## Extract provided
---+---

# 900 ton barque



## Shipbuilder (Jun 30, 2005)

Current build - 900-ton barque -


----------



## Shipbuilder (Jun 30, 2005)

I have made a lot more progress, but a bit of a "damp squib" as far as fellow modelmakers are concerned - biggest gripe "no guns!" (Jester)


----------



## makko (Jul 20, 2006)

Fantastic, Bob!

I have to rig the antenna wire on my JU 86 later. I shall give it a go with your tip for stretched copper wire. I normally wouldn't bother but it is a prominent feature of the overall profile.

Rgds.
Dave


----------



## Shipbuilder (Jun 30, 2005)

Thanks - It is easy enough with wire - no knots - Bob


----------



## Farmer John (Feb 22, 2012)

I think it looks very elegant and interesting. Those who wish to may make a similar model with Dazzle camouflage if they wish, and some pom-pom clusters, but what you model is much better accurate.


----------



## spongebob (Dec 11, 2007)

In a word, beautiful

Bob


----------



## Shipbuilder (Jun 30, 2005)

---+---

## Supplied entries

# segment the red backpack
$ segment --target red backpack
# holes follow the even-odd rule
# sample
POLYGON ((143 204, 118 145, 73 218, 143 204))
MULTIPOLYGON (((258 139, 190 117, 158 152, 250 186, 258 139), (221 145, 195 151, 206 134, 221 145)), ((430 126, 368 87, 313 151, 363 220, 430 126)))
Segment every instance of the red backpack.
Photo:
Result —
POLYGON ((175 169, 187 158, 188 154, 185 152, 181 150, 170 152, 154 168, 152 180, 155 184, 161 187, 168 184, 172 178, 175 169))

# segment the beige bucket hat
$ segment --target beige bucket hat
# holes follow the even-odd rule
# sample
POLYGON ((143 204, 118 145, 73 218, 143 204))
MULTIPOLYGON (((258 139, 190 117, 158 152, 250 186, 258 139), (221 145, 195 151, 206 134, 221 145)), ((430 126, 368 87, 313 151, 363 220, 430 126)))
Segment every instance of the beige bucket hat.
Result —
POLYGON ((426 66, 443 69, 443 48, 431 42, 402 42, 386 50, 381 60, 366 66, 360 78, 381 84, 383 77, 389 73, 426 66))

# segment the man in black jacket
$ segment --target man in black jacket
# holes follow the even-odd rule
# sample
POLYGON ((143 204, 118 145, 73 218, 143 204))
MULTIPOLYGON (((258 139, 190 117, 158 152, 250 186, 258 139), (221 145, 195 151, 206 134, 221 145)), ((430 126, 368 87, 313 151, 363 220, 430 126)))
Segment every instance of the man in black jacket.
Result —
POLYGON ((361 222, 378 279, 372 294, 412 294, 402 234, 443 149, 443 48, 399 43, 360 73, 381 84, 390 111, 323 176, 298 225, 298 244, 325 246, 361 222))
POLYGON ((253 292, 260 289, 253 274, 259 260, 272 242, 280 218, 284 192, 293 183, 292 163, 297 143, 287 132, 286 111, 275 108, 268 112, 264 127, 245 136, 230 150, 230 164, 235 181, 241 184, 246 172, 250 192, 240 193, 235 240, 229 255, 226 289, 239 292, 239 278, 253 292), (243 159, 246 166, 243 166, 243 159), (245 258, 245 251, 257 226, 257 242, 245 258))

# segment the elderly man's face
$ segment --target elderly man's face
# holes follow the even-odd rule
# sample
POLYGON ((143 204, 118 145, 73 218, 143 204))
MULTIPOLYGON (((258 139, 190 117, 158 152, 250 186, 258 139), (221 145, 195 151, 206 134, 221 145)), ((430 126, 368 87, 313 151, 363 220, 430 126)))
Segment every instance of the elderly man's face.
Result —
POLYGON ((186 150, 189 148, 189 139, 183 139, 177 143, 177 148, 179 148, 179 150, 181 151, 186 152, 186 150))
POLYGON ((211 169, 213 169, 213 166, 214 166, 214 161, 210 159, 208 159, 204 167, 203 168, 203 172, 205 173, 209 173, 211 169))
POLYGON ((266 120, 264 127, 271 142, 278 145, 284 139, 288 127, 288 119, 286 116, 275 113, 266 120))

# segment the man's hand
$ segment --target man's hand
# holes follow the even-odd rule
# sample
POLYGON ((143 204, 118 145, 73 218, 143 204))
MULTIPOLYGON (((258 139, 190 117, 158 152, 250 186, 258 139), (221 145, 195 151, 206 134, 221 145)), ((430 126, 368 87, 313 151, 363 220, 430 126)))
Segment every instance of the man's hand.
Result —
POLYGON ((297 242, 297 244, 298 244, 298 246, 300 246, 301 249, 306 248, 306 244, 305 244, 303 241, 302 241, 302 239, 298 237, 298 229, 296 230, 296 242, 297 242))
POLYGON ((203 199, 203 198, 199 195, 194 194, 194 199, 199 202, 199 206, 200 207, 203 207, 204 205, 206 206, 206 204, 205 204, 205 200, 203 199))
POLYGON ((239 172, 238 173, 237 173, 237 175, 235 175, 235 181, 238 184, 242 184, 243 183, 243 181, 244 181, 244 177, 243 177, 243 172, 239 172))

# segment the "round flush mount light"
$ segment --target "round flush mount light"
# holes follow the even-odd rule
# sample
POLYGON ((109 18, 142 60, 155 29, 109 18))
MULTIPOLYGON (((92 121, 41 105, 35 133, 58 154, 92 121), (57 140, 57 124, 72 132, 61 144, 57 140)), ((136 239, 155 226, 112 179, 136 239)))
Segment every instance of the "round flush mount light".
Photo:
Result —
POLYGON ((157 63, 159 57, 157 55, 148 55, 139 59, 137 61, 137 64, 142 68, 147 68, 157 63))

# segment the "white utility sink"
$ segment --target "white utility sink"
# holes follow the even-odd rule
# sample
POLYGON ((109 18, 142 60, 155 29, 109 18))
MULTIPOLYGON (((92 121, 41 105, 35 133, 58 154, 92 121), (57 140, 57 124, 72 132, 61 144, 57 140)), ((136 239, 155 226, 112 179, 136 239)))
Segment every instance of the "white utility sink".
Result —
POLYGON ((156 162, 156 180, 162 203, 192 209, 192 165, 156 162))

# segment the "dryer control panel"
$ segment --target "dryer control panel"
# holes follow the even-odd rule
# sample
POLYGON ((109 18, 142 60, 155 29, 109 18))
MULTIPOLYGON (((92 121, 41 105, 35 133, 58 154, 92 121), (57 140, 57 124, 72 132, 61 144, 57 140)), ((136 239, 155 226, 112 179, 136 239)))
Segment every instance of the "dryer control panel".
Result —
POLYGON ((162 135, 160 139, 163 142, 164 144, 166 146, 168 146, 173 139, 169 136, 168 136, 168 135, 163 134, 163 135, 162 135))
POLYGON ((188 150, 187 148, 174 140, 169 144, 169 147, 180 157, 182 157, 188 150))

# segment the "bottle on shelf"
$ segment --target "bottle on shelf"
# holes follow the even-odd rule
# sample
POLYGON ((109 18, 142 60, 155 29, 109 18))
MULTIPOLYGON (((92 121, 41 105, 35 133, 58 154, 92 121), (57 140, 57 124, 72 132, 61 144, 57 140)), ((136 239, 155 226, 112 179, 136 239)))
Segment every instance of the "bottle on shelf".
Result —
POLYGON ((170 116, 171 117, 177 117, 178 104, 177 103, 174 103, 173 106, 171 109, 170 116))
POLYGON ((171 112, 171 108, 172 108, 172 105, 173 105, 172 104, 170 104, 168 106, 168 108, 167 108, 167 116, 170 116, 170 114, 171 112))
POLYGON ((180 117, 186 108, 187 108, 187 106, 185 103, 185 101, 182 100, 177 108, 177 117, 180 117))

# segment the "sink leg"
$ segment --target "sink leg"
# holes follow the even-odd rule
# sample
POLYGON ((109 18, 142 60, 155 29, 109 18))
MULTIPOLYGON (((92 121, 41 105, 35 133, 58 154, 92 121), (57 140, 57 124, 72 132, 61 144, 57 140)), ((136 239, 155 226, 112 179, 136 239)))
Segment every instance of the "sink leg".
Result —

---+---

## Tasks to carry out
a) In the forum thread about the 900-ton barque model, what does makko plan to rig on his JU 86?
b) Write the next part of the forum thread about the 900-ton barque model, picking up after its last line.

## Answers by task
a) The antenna wire.

b)
Monday, 18th May, 2020
900-ton barque
Today, I fitted the twisted wire edging around the inner base, and put the model on it for a trial view. Everything is looking OK, and the polished base really enhances the model. As it is a fictitious ship, built to the normal specifications of the era (about 1870), I will be calling it Christine, after my wife. I am very pleased with this model, considering the fact that I never meant to complete it beyond the empty hull. It was just intended to be used as a basis for an article on how to make hulls the easy way - no saws or machine tools involved. It was made from thin slices of balsa wood, cut to shape with a scalpel, and then glued together. I then experimented with an easy method of copper plating, and I was so delighted with the result, that I decided to push on and complete the model.
At the moment, I am now almost out of glue, and today the postman did not deliver the order that I placed on the 13th, so I guess I can now take a rest, and maybe tidy up a bit!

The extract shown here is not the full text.